* **What is being asked**
Could you write out, word for word, the lines starting with the one that contains "Find the white" and going on through the one that contains "M 183 52 L 173", with both of those lines included?

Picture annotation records
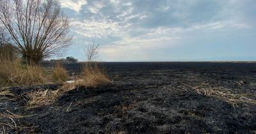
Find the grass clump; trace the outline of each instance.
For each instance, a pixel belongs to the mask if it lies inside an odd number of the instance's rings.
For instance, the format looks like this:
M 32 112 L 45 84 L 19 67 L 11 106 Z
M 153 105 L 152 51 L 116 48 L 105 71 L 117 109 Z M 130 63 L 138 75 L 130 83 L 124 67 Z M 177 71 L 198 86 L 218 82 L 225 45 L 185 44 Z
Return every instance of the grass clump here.
M 55 80 L 59 82 L 64 82 L 68 79 L 66 70 L 60 62 L 56 62 L 56 63 L 54 71 L 53 72 L 53 78 Z
M 80 84 L 86 87 L 95 87 L 98 85 L 109 84 L 111 80 L 104 70 L 99 67 L 96 63 L 87 63 L 81 73 Z
M 44 83 L 42 68 L 22 64 L 13 47 L 1 48 L 0 52 L 0 87 L 27 86 Z
M 0 86 L 1 87 L 27 86 L 44 83 L 42 68 L 28 66 L 19 60 L 0 60 Z

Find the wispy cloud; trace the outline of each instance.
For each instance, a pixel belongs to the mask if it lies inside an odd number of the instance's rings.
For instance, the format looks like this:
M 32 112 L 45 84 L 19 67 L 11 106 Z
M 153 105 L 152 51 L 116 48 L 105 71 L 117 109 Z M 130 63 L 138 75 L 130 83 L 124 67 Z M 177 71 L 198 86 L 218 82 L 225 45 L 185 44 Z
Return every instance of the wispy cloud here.
M 194 45 L 196 48 L 197 44 L 204 42 L 206 48 L 212 47 L 209 46 L 212 42 L 208 41 L 214 41 L 213 44 L 220 49 L 233 43 L 218 39 L 220 36 L 226 38 L 243 36 L 240 41 L 244 43 L 240 45 L 245 47 L 235 50 L 234 53 L 237 56 L 246 56 L 244 51 L 251 52 L 251 48 L 246 46 L 252 46 L 253 40 L 246 38 L 251 38 L 256 31 L 254 0 L 68 0 L 61 1 L 61 6 L 70 18 L 75 36 L 70 53 L 83 46 L 86 47 L 94 38 L 102 45 L 101 52 L 106 61 L 156 57 L 172 60 L 180 56 L 166 56 L 166 52 L 176 50 L 182 53 L 189 41 L 192 44 L 188 47 Z M 205 38 L 200 41 L 200 38 Z M 211 54 L 209 56 L 223 54 L 217 51 Z M 234 54 L 227 57 L 231 55 Z M 183 56 L 189 58 L 194 56 L 184 54 Z

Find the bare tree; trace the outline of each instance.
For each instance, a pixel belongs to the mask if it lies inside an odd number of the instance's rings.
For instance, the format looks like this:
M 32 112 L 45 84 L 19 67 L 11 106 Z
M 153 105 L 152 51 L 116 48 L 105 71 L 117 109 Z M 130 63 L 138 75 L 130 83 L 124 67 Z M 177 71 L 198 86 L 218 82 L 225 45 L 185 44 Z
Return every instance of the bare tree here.
M 86 60 L 88 63 L 95 62 L 99 56 L 99 43 L 94 40 L 90 42 L 87 50 L 86 50 L 85 55 Z
M 56 0 L 0 0 L 0 22 L 29 63 L 61 54 L 72 43 Z
M 10 38 L 6 35 L 6 33 L 3 26 L 0 26 L 0 47 L 8 43 Z

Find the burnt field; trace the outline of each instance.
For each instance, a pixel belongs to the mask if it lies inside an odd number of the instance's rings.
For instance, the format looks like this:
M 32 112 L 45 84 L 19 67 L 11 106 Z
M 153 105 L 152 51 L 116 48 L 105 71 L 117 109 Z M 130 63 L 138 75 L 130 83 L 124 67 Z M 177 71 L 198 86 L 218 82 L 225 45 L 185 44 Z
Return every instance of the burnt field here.
M 112 84 L 48 105 L 28 107 L 26 94 L 60 85 L 10 88 L 0 95 L 0 133 L 256 133 L 256 63 L 102 64 Z M 81 64 L 65 66 L 71 74 Z

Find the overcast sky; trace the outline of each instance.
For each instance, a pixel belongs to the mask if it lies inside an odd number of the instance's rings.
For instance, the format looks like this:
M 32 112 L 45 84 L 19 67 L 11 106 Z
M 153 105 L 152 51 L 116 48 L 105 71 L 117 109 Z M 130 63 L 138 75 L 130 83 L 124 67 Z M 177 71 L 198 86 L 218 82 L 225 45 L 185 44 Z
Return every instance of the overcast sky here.
M 83 61 L 256 61 L 255 0 L 61 0 Z

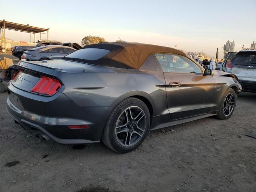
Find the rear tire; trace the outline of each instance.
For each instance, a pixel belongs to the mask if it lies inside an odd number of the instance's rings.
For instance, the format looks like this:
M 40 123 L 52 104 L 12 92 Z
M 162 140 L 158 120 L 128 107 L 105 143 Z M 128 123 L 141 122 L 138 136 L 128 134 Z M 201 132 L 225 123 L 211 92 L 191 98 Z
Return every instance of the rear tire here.
M 4 91 L 4 86 L 1 81 L 0 81 L 0 93 L 3 93 Z
M 42 59 L 40 59 L 39 60 L 40 61 L 43 61 L 44 60 L 50 60 L 50 59 L 47 58 L 42 58 Z
M 216 116 L 222 120 L 228 119 L 230 117 L 235 109 L 236 101 L 236 92 L 230 88 L 224 95 Z
M 150 114 L 145 103 L 137 98 L 127 98 L 116 106 L 109 115 L 102 141 L 116 152 L 130 152 L 146 138 L 150 124 Z

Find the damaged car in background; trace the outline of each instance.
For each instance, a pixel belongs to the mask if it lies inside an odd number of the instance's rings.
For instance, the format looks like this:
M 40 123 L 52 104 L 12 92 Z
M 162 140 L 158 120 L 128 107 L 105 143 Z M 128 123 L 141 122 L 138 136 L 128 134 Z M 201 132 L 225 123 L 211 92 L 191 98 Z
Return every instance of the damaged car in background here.
M 63 45 L 64 46 L 67 46 L 72 47 L 76 50 L 82 48 L 82 47 L 76 43 L 62 43 L 61 42 L 50 41 L 43 41 L 38 42 L 35 46 L 14 46 L 12 50 L 12 55 L 16 57 L 18 57 L 20 59 L 21 56 L 23 54 L 23 52 L 28 49 L 31 49 L 34 48 L 40 47 L 41 46 L 46 46 L 48 45 Z
M 204 69 L 178 50 L 130 42 L 90 45 L 61 59 L 21 61 L 8 85 L 16 122 L 62 144 L 102 141 L 130 152 L 150 130 L 229 118 L 236 77 Z
M 74 48 L 62 45 L 41 46 L 27 49 L 23 52 L 21 60 L 33 61 L 60 59 L 75 51 Z

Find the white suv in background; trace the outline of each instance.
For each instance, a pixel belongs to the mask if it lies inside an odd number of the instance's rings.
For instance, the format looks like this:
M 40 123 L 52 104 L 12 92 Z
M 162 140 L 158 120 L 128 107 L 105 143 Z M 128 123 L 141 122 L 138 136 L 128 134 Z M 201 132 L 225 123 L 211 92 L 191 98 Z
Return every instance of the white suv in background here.
M 256 92 L 256 50 L 238 52 L 227 64 L 226 71 L 237 76 L 243 91 Z

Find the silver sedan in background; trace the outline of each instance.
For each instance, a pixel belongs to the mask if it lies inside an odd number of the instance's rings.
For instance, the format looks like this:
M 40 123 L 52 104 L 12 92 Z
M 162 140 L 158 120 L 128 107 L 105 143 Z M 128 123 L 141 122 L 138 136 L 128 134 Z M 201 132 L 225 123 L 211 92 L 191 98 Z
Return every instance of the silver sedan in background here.
M 23 52 L 21 60 L 33 61 L 60 59 L 76 50 L 72 47 L 62 45 L 41 46 L 28 49 Z

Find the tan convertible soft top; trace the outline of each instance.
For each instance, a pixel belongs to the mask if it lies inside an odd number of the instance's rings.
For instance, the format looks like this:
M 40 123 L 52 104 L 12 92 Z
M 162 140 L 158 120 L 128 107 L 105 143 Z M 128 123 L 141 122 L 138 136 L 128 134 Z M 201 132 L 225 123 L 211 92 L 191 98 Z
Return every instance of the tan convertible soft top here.
M 183 52 L 173 48 L 138 43 L 100 43 L 85 46 L 83 49 L 89 48 L 106 49 L 110 52 L 97 60 L 74 58 L 69 59 L 98 65 L 139 69 L 146 59 L 152 54 L 168 53 L 186 56 Z

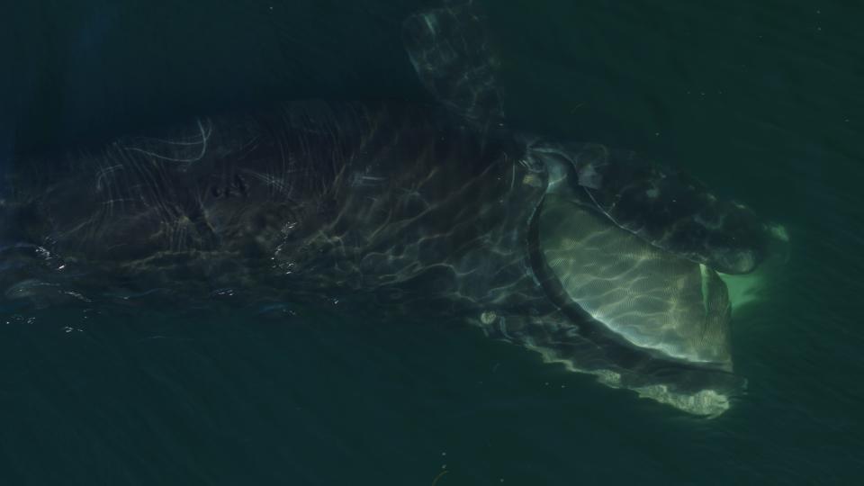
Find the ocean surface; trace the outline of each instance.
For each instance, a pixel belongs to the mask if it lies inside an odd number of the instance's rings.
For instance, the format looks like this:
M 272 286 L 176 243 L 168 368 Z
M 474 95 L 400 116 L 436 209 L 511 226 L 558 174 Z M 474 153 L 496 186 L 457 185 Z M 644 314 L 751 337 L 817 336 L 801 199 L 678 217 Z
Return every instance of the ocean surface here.
M 707 419 L 476 329 L 335 303 L 0 308 L 3 485 L 864 483 L 864 4 L 482 3 L 508 119 L 781 222 Z M 0 158 L 274 100 L 427 99 L 416 0 L 0 6 Z

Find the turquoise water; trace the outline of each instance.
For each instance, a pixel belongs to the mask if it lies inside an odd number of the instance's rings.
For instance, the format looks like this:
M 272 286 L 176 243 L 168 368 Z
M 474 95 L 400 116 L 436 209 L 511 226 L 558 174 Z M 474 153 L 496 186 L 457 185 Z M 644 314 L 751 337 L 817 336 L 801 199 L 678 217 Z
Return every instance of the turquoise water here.
M 4 6 L 0 141 L 419 98 L 399 24 L 421 4 Z M 860 482 L 864 7 L 487 4 L 513 123 L 684 166 L 788 228 L 781 277 L 735 315 L 745 397 L 697 418 L 454 323 L 339 305 L 4 309 L 0 483 Z

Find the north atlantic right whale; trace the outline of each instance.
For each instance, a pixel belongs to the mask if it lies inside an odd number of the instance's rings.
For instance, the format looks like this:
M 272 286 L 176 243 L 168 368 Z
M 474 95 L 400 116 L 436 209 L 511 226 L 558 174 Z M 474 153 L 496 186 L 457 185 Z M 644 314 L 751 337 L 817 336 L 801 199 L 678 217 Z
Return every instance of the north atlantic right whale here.
M 405 32 L 436 104 L 289 102 L 14 160 L 6 298 L 362 296 L 728 409 L 745 380 L 721 274 L 756 271 L 781 228 L 634 152 L 509 129 L 473 7 Z

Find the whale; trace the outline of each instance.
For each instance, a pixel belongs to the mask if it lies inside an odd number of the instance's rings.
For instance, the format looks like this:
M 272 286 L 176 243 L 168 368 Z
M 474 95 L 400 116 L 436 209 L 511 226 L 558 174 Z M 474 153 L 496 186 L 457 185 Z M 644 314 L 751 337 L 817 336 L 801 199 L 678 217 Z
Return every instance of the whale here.
M 431 101 L 284 101 L 16 156 L 4 299 L 345 299 L 724 413 L 746 390 L 724 277 L 782 227 L 634 151 L 510 128 L 484 26 L 470 4 L 405 22 Z

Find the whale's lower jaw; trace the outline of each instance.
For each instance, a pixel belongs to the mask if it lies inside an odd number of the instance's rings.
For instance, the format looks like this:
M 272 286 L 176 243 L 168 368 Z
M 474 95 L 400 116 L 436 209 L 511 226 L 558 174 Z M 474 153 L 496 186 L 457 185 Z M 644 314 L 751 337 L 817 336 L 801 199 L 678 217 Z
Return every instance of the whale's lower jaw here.
M 597 377 L 598 382 L 606 386 L 631 390 L 641 398 L 671 406 L 691 415 L 714 418 L 724 414 L 730 408 L 731 393 L 719 388 L 706 387 L 699 390 L 684 391 L 677 390 L 669 383 L 660 382 L 646 383 L 641 386 L 628 385 L 618 372 L 605 368 L 580 368 L 573 361 L 559 357 L 554 353 L 551 353 L 549 349 L 530 346 L 529 349 L 539 353 L 546 363 L 563 364 L 568 371 L 573 373 L 592 374 Z

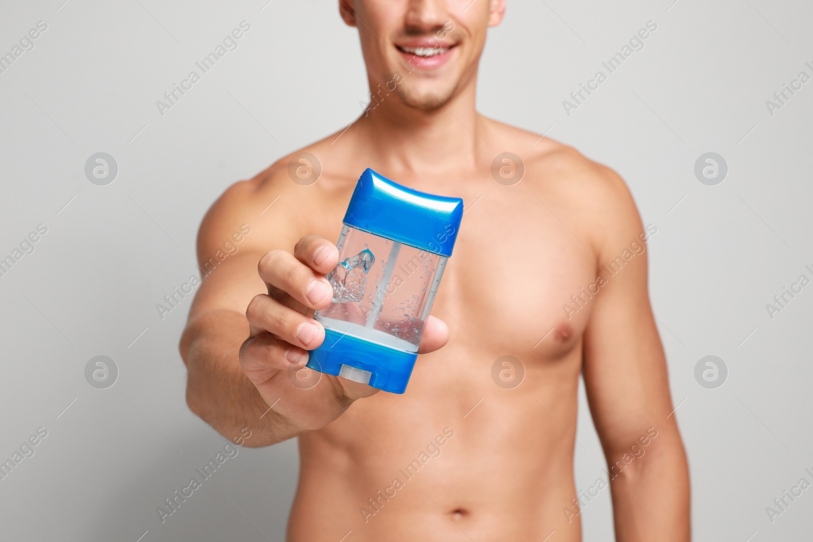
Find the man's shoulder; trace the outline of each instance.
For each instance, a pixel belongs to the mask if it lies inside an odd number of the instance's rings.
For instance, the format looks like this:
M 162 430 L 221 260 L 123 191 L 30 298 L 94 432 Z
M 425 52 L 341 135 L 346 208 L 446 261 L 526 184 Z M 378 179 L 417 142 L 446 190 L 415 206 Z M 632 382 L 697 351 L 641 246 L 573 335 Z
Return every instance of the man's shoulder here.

* **Solution for this problem**
Find the white suv in background; trace the outline of each instance.
For each instance, a pixel belongs to the mask if it lies inside an odd number of the instance's rings.
For instance, the format looks like this:
M 40 123 L 52 104 L 12 92 Z
M 162 140 L 158 120 L 128 107 L 105 143 Z M 128 123 L 141 122 L 138 136 L 128 134 Z M 201 132 L 225 123 L 211 92 L 191 98 Z
Return every instance of the white suv in background here.
M 256 92 L 256 50 L 238 52 L 227 64 L 226 71 L 237 76 L 243 91 Z

Find the silver sedan in background; trace the outline of each instance.
For each instance, a pixel belongs to the mask if it lies inside an odd number of the instance's rings.
For instance, the format looks like this:
M 40 123 L 52 104 L 12 92 Z
M 162 140 L 158 120 L 128 107 L 105 143 Z M 128 123 L 141 122 L 138 136 L 128 134 Z M 201 132 L 225 123 L 211 92 L 191 98 Z
Return every instance of the silver sedan in background here.
M 23 52 L 21 60 L 33 61 L 60 59 L 76 50 L 72 47 L 62 45 L 41 46 L 28 49 Z

Find the tan convertible soft top; trace the outline of each instance.
For each instance, a pixel belongs to the mask if it lies inside an odd number of the instance's rings.
For instance, the format looks like this:
M 40 123 L 52 104 L 12 92 Z
M 162 140 L 158 120 L 128 107 L 105 143 Z M 128 123 L 141 122 L 138 136 L 128 134 Z M 201 132 L 225 123 L 211 92 L 191 98 Z
Return every instance of the tan convertible soft top here.
M 183 52 L 173 48 L 138 43 L 100 43 L 85 46 L 83 49 L 89 48 L 106 49 L 110 52 L 97 60 L 74 58 L 69 59 L 98 65 L 139 69 L 146 59 L 152 54 L 168 53 L 186 56 Z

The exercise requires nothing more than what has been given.